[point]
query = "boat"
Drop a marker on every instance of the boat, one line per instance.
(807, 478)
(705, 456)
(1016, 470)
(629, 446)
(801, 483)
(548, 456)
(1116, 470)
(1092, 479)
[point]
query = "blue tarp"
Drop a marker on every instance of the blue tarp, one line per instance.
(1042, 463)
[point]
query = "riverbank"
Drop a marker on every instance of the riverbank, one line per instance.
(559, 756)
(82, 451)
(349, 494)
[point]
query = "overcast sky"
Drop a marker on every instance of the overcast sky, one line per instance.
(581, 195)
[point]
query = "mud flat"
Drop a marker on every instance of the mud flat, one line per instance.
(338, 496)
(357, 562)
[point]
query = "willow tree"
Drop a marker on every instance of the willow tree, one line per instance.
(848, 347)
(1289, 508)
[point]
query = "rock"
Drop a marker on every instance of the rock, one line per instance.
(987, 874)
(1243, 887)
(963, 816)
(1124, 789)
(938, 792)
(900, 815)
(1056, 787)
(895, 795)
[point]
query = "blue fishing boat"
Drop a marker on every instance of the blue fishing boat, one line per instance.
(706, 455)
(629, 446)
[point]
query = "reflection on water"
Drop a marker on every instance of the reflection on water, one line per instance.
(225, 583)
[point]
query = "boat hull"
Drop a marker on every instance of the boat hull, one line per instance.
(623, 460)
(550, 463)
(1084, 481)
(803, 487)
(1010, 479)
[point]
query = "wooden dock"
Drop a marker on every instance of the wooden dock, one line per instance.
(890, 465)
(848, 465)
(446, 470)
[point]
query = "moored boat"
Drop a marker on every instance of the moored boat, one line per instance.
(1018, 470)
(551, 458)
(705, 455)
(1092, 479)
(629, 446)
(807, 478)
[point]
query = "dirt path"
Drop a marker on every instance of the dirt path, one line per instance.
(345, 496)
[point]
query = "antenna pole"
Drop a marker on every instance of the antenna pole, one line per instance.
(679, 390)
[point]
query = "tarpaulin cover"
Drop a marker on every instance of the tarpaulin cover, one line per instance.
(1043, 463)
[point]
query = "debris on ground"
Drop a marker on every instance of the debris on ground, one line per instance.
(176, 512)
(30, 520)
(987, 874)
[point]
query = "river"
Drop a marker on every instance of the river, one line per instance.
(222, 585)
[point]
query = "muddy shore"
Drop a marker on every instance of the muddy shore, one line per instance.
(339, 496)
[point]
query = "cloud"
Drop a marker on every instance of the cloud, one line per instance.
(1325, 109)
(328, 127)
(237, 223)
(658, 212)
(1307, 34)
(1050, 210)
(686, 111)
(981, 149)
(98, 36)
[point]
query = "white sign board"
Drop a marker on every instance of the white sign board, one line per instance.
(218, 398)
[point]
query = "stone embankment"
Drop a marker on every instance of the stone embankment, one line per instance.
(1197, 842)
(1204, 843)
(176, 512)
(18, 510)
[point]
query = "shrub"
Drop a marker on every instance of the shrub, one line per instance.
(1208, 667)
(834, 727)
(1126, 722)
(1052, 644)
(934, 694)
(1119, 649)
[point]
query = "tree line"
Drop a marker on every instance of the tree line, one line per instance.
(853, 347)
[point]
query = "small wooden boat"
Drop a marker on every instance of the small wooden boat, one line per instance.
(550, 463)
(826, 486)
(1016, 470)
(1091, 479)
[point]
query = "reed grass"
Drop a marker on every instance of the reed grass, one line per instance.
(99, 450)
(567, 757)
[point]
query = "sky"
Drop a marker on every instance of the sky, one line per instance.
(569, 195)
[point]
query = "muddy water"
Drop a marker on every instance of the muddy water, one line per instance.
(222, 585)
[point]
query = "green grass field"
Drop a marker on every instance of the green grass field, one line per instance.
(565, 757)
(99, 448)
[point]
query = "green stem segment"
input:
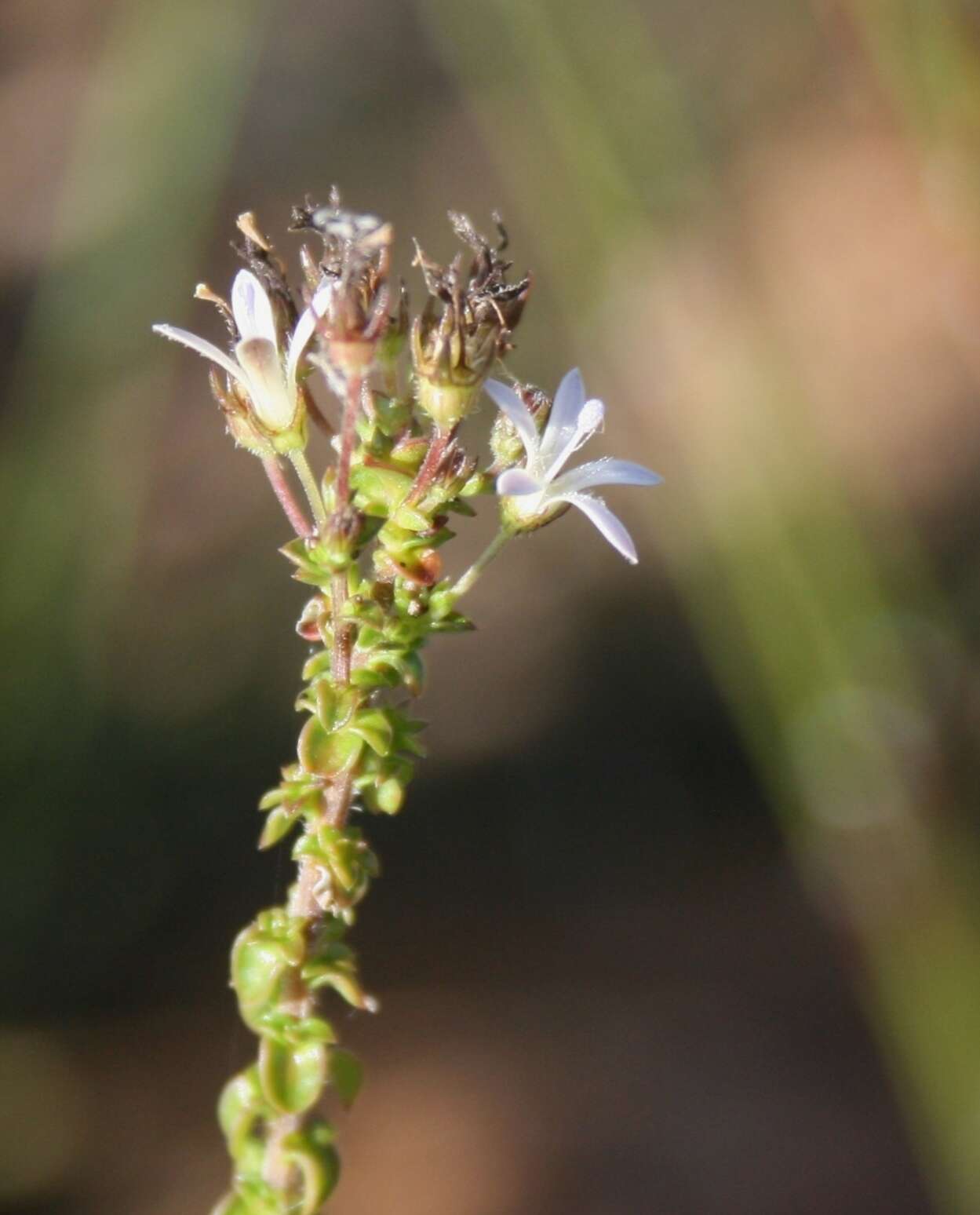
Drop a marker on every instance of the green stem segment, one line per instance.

········

WORK INSTRUCTION.
Retype the listing above exactly. Pictures are not part of the copy.

WRITTEN ANSWER.
[point]
query = "boat"
Drop a marker on every instance of the boat, one line per instance.
(807, 478)
(705, 456)
(1016, 470)
(629, 446)
(801, 483)
(548, 456)
(1116, 470)
(1092, 479)
[point]
query = "blue tarp"
Drop a marker on every instance of the blue tarp, one line per instance.
(1042, 463)
[point]
query = "riverbank"
Drop a marker on every instance of the riverbank, one line per instance.
(559, 756)
(82, 451)
(349, 494)
[point]
query = "overcast sky"
Drop a marker on every instance of the overcast sky, one line per instance.
(581, 195)
[point]
query = "mud flat"
Drop a marker on every instance of the mud flat, one line per instance.
(338, 496)
(357, 562)
[point]
query = "willow tree"
Drop a marker on every instance of the willow tree, one line per instance.
(848, 347)
(1289, 508)
[point]
query = "rock"
Drop a marker on every instance of the rock, one line per instance.
(987, 874)
(1243, 887)
(963, 816)
(1124, 789)
(938, 792)
(900, 815)
(1056, 787)
(895, 795)
[point]
query = "blue fishing boat"
Drop a marker on every instance of the blue fishing boat, one line per instance.
(706, 455)
(629, 446)
[point]
query = "reflection on water"
Drop a marker on every instance of the reflection on water, one line per instance.
(225, 583)
[point]
query = "boat hull"
Drop a marker on every instance of the boat hull, one line per instance.
(623, 460)
(550, 463)
(1084, 481)
(803, 487)
(1010, 479)
[point]
query = "wooden dock"
Drop a marker on every instance of the wooden dock, one line per instance.
(890, 465)
(848, 465)
(446, 470)
[point]
query = "moored boat"
Drop a marker on every instance of the moored boat, one line per instance.
(1018, 470)
(551, 458)
(705, 455)
(1092, 479)
(629, 446)
(807, 478)
[point]
query = "dirt path"
Drop a marker on every instance of the dirt path, one line per instance.
(345, 496)
[point]
query = "antenna pole"
Drop a marker on every instance of the antenna pole, one line per instance.
(679, 390)
[point]
query = "tarpaulin cover"
Drop a marker on every instance of the tarpaulin cover, one line per instance.
(1043, 463)
[point]
query = "debris on ground"
Drop a marker on every instance of the debris on ground, one line per instance.
(176, 512)
(30, 520)
(987, 874)
[point]
query = "river"
Drop a marker on every instance of the river, one line per instance.
(222, 585)
[point]
query = "muddy shore"
Drop a marker on every instance of the muddy shore, one line per instance.
(339, 496)
[point]
query = "cloud"
Drop a marker on every instance of the cloud, one line per instance.
(1325, 109)
(328, 127)
(237, 223)
(658, 212)
(1307, 34)
(1050, 210)
(686, 111)
(981, 149)
(98, 36)
[point]
query = "white sign board"
Drop a marker on every instance of the white sign board, one line per instance.
(218, 398)
[point]
query = "stone embankment"
Drop a marker on every instance of the stone embankment, one line per instance.
(1197, 842)
(1204, 843)
(176, 512)
(18, 510)
[point]
query = "shrub"
Drop a marker on every instance of the shrub, one line per instance.
(1208, 667)
(834, 727)
(1126, 722)
(1052, 644)
(934, 694)
(1119, 649)
[point]
query = "tree line"
Drop a marker on every instance of the tree line, one line per instance.
(853, 347)
[point]
query = "small wooden boat"
Drop a marker on every instance of the small wooden boat, one line per instance.
(550, 463)
(826, 486)
(1016, 470)
(1091, 479)
[point]
query = "reed grass"
Drop a marker on every instance of the reed grass, one line per instance.
(99, 450)
(567, 757)
[point]
query = "sky"
Drop a marker on every instance of the sky, one line per instance.
(569, 195)
[point]
query = "muddy water"
Drop a marker on every instance of the muddy water, one line per instance.
(222, 585)
[point]
query = "green grass field"
Drop a marker on every instance of the green grass field, one line per instance.
(565, 757)
(99, 448)
[point]
query = "green stem segment"
input:
Drop a marker on every instance of the green stem segment, one line per instance.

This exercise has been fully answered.